Contour labeling entries
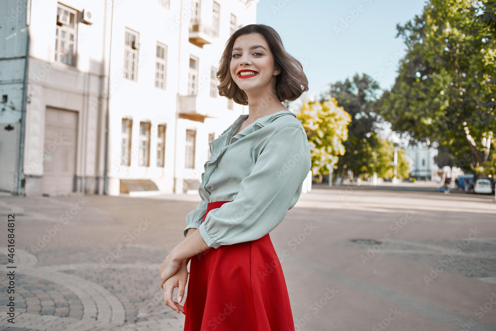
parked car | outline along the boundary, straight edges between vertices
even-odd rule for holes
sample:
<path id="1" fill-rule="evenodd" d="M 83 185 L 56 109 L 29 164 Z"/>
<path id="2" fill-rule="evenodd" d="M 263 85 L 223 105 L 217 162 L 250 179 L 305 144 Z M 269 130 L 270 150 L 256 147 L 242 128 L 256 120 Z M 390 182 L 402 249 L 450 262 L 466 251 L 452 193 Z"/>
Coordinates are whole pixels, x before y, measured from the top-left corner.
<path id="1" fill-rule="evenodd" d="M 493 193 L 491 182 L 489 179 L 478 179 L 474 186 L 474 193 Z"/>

* * *

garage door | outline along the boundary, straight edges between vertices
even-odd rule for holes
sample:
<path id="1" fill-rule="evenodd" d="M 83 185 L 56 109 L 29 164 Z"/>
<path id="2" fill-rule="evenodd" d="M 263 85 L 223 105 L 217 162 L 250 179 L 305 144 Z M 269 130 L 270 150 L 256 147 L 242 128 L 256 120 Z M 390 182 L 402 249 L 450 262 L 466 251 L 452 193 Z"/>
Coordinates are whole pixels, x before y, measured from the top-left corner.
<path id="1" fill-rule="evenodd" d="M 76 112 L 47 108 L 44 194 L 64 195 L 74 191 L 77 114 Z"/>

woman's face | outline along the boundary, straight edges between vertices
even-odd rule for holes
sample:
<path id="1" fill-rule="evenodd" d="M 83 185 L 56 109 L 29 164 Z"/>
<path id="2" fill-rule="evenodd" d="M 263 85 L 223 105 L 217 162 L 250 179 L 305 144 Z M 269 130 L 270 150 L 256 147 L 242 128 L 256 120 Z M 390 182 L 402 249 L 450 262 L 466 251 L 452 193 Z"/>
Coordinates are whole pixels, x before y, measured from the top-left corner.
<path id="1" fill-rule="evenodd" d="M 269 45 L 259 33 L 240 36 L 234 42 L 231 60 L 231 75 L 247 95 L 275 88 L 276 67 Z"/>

● **Problem to work on**
Duplicate the lines above, from the line that contains "parked car |" through the line that contains "493 193 L 491", with both of those lines included.

● **Answer to this problem**
parked car | outline along the boundary, straight edges between vertices
even-odd rule for holes
sample:
<path id="1" fill-rule="evenodd" d="M 83 185 L 56 109 L 29 164 Z"/>
<path id="2" fill-rule="evenodd" d="M 263 85 L 223 105 L 217 162 L 250 179 L 305 144 Z M 269 130 L 270 150 L 256 147 L 242 128 L 256 120 Z M 390 182 L 402 249 L 450 262 L 466 251 L 452 193 Z"/>
Coordinates are whole pixels, x before y, measured from the top-left corner.
<path id="1" fill-rule="evenodd" d="M 493 193 L 491 182 L 489 179 L 478 179 L 474 186 L 474 193 Z"/>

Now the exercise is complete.